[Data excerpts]
--- START ---
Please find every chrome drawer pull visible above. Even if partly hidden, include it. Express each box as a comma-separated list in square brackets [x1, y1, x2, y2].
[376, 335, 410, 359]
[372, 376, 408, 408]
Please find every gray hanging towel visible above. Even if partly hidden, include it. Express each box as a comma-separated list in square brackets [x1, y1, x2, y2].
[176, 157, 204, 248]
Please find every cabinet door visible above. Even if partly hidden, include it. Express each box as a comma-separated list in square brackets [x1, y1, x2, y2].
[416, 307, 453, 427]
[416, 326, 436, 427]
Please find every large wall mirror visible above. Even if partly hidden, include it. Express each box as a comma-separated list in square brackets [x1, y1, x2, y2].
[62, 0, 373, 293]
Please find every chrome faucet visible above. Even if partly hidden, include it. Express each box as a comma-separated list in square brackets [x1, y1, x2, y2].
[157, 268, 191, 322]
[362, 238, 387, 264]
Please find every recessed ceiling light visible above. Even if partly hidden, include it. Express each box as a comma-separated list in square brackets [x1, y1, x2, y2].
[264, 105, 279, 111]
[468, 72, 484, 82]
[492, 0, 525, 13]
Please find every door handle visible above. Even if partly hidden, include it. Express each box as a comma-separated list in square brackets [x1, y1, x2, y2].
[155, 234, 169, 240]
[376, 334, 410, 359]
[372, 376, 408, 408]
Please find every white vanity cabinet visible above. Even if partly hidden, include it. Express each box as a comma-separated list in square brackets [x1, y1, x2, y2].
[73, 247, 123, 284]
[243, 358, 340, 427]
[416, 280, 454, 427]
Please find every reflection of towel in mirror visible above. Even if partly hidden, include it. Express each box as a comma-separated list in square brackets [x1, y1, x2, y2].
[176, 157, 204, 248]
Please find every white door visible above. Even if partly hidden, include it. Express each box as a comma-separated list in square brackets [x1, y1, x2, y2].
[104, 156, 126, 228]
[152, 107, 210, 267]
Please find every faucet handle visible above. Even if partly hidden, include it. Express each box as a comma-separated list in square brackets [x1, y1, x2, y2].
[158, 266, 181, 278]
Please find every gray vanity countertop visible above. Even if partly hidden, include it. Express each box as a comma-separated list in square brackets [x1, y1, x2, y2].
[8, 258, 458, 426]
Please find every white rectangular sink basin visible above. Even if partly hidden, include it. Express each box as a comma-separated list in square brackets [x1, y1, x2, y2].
--- END ---
- **WHAT YOU WILL DO**: Every line above should be written out again, unchanged.

- **RESPONSE AREA**:
Please find every chrome drawer pull visible above. Even if partly hidden, include it. Express each box as a comma-separated list in square brackets [x1, y1, x2, y2].
[376, 335, 410, 359]
[372, 376, 408, 408]
Please find every gray hanging towel visible above. Even if partly hidden, include it. Express each box as a comma-separated list in square brackets [x1, y1, x2, y2].
[176, 157, 204, 248]
Please find every cabinet door visible above. Even if partly hidden, include it. Express each box as a comma-separated list in square brackets [x1, y1, x2, y2].
[416, 307, 453, 427]
[416, 326, 436, 427]
Please find every large wall mirror visible above. Even if partly hidden, include it. Express each box as a comma-separated list in square brackets [x1, y1, x2, y2].
[62, 0, 373, 293]
Please find every chrome faucet visible above. Even if partly hidden, include it. Express each box as a comma-separated list in square brackets [x1, y1, x2, y2].
[157, 268, 191, 322]
[362, 238, 387, 264]
Please find every recessed ceiling light visible above. Even if partly hidden, include it. Express each box as a comma-separated list in square brackets [x1, y1, x2, y2].
[264, 105, 279, 111]
[468, 72, 484, 82]
[492, 0, 525, 13]
Please find every door handle visible above. Even if partly hidden, include it. Express each box as a comma-separated list in square brackets [x1, y1, x2, y2].
[155, 234, 169, 240]
[376, 334, 410, 359]
[372, 376, 408, 408]
Please find every white vanity cabinet visible above. Even if partly hidden, include it. Express each box as a comma-separated list in square brackets [x1, y1, x2, y2].
[73, 247, 123, 284]
[243, 358, 340, 427]
[416, 280, 454, 427]
Please find every reflection of towel in mirror visible above. Even if partly hidden, include it. Express each box as a comma-separated list in square brackets [x1, y1, x2, y2].
[176, 157, 204, 248]
Please find every white door visible above. Even if partly hidden, include it. Express each box as a comma-separated list in square brackets [x1, y1, x2, y2].
[104, 156, 126, 228]
[152, 107, 210, 267]
Please find every faucet handle visible above. Even if partly hidden, include it. Express each box as a comma-separated list in square brackets [x1, y1, x2, y2].
[158, 266, 181, 278]
Please find every gray vanity countertop visible above. Even if partly hidden, include it. Express each box as a comma-separated list in square brackets [x1, y1, x2, y2].
[8, 258, 458, 426]
Please find every white rectangular sink basin visible above. Even if partly hidden, include it. Express each box as a comma-separated list in square brackets [x1, y1, x2, y2].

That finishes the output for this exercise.